• DIRECTION A: Reproduce the patent text on iteration rules for JOIN operations in full, word for word.

>> Begin TEXT EXTRACT

An embodiment of a non-transitory computer readable storage medium embodies a computer program for performing a method. The method comprises providing a transform of at least one input data set to generate at least one target data set comprising a repeatable target node, and displaying an iteration rule for the repeatable target node as a tree-like structure graphically representing how data of the at least one input data set is joined to produce the target data set, wherein leaf nodes of the tree-like structure represent the at least one input data set, and parent nodes of the tree-like structure represent JOIN operations to be performed on the at least one input data set.
In certain embodiments, one of the JOIN operations comprises an INNER JOIN, a LEFT OUTER JOIN, a CROSS JOIN, or a PARALLEL JOIN.
According to some embodiments, the CROSS JOIN operation and the PARALLEL JOIN operation can have more than two input data sets.
In particular embodiments a result of one of the JOIN operations is input to another of the JOIN operations.
Some embodiments may further comprise automatically generating the iteration rule by performing an analysis of a mapping between the at least one input data set and the target data set.
In certain embodiments, the at least one input data set has a hierarchical structure.
The following detailed description and accompanying drawings provide a better understanding of the nature of various embodiments.
FIGS. 4B1-2 illustrates a specific example of generation of an iteration rule according to an embodiment.
The apparatuses, methods, and techniques described below may be implemented as a computer program (software) executing on one or more computers. The computer program may further be stored on a computer readable medium. The computer readable medium may include instructions for performing the processes described below.
In the following description, for purposes of explanation, examples and specific details are set forth in order to provide a thorough understanding of various embodiments of the present invention. It will be evident, however, to one skilled in the art that embodiments as defined by the claims may include some or all of the features in these examples alone or in combination with other features described below, and may further include modifications and equivalents of the features and concepts described herein.

>> End TEXT EXTRACT
>> Begin ENTRIES PROVIDED

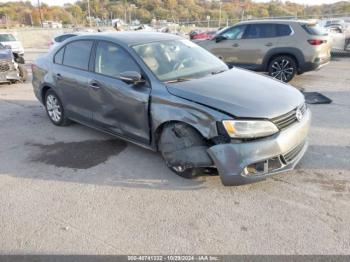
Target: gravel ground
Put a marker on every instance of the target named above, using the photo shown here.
(73, 190)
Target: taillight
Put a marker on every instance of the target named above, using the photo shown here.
(316, 41)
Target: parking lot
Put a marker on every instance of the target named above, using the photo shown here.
(73, 190)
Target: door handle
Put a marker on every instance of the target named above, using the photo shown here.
(59, 76)
(94, 85)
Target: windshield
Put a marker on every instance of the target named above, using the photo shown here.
(7, 38)
(179, 59)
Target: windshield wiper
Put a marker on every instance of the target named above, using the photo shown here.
(177, 80)
(218, 72)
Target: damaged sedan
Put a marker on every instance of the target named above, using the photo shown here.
(167, 94)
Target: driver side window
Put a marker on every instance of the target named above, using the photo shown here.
(234, 33)
(111, 60)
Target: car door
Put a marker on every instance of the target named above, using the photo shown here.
(338, 38)
(71, 77)
(119, 107)
(257, 41)
(228, 43)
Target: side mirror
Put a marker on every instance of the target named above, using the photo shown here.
(131, 77)
(20, 60)
(219, 38)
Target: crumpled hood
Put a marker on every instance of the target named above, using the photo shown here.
(241, 93)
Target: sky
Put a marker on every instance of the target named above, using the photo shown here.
(61, 2)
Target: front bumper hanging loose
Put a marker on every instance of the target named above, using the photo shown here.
(268, 156)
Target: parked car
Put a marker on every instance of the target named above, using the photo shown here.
(167, 94)
(340, 36)
(9, 40)
(12, 67)
(57, 40)
(283, 48)
(196, 35)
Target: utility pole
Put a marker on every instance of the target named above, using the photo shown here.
(220, 14)
(41, 19)
(89, 13)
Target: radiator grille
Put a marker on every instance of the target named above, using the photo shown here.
(291, 155)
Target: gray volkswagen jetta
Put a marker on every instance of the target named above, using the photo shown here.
(167, 94)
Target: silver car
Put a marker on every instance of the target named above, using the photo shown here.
(167, 94)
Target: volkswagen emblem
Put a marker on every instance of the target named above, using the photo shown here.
(299, 115)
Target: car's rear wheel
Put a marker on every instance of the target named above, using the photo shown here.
(283, 68)
(54, 109)
(178, 137)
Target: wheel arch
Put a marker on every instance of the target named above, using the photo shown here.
(43, 90)
(295, 53)
(159, 129)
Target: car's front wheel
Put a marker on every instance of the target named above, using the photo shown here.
(54, 109)
(173, 143)
(283, 68)
(23, 73)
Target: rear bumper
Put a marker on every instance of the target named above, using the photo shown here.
(287, 148)
(312, 66)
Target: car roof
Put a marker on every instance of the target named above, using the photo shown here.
(130, 38)
(275, 21)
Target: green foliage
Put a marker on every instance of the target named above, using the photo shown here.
(172, 10)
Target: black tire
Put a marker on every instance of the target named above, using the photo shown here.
(23, 72)
(283, 68)
(175, 137)
(58, 117)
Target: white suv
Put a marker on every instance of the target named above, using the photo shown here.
(9, 40)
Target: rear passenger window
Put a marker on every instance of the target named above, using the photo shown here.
(261, 31)
(314, 29)
(61, 38)
(77, 54)
(58, 59)
(112, 60)
(284, 30)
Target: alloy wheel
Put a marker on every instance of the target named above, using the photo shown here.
(282, 69)
(53, 108)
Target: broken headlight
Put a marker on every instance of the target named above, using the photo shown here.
(249, 128)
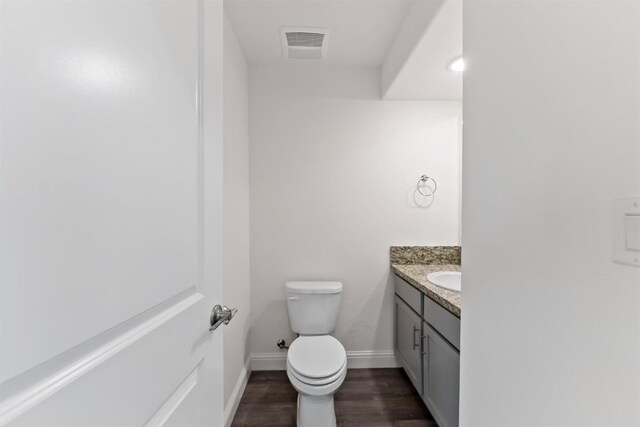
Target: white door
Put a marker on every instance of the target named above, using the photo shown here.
(110, 212)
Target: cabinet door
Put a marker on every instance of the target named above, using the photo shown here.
(441, 378)
(408, 342)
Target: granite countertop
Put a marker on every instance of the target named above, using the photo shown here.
(416, 275)
(413, 263)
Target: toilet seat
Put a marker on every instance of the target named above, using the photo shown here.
(316, 381)
(316, 358)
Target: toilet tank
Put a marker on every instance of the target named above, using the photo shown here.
(313, 306)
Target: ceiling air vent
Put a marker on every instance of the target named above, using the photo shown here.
(304, 43)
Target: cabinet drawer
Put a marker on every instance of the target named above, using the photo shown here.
(409, 294)
(443, 321)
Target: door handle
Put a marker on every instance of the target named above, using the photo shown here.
(415, 345)
(221, 314)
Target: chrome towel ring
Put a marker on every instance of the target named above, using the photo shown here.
(422, 183)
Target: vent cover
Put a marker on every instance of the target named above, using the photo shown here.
(304, 43)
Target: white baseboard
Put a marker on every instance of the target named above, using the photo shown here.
(236, 396)
(355, 360)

>> End ENTRIES PROVIDED

• DIRECTION B: Convert the lines of the listing, from the line containing "Target: ceiling air vent" up to and including the last line of the listing, into a JSON list with one string per line, leaving out blank lines.

• CORRECT ANSWER A:
An embodiment of a non-transitory computer readable storage medium embodies a computer program for performing a method. The method comprises providing a transform of at least one input data set to generate at least one target data set comprising a repeatable target node, and displaying an iteration rule for the repeatable target node as a tree-like structure graphically representing how data of the at least one input data set is joined to produce the target data set, wherein leaf nodes of the tree-like structure represent the at least one input data set, and parent nodes of the tree-like structure represent JOIN operations to be performed on the at least one input data set.
In certain embodiments, one of the JOIN operations comprises an INNER JOIN, a LEFT OUTER JOIN, a CROSS JOIN, or a PARALLEL JOIN.
According to some embodiments, the CROSS JOIN operation and the PARALLEL JOIN operation can have more than two input data sets.
In particular embodiments a result of one of the JOIN operations is input to another of the JOIN operations.
Some embodiments may further comprise automatically generating the iteration rule by performing an analysis of a mapping between the at least one input data set and the target data set.
In certain embodiments, the at least one input data set has a hierarchical structure.
The following detailed description and accompanying drawings provide a better understanding of the nature of various embodiments.
FIGS. 4B1-2 illustrates a specific example of generation of an iteration rule according to an embodiment.
The apparatuses, methods, and techniques described below may be implemented as a computer program (software) executing on one or more computers. The computer program may further be stored on a computer readable medium. The computer readable medium may include instructions for performing the processes described below.
In the following description, for purposes of explanation, examples and specific details are set forth in order to provide a thorough understanding of various embodiments of the present invention. It will be evident, however, to one skilled in the art that embodiments as defined by the claims may include some or all of the features in these examples alone or in combination with other features described below, and may further include modifications and equivalents of the features and concepts described herein.

• CORRECT ANSWER B:
[
  "Target: ceiling air vent",
  "Put a marker on every instance of the target named above, using the photo shown here.",
  "(304, 43)",
  "Target: cabinet drawer",
  "Put a marker on every instance of the target named above, using the photo shown here.",
  "(409, 294)",
  "(443, 321)",
  "Target: door handle",
  "Put a marker on every instance of the target named above, using the photo shown here.",
  "(415, 345)",
  "(221, 314)",
  "Target: chrome towel ring",
  "Put a marker on every instance of the target named above, using the photo shown here.",
  "(422, 183)",
  "Target: vent cover",
  "Put a marker on every instance of the target named above, using the photo shown here.",
  "(304, 43)",
  "Target: white baseboard",
  "Put a marker on every instance of the target named above, using the photo shown here.",
  "(236, 396)",
  "(355, 360)"
]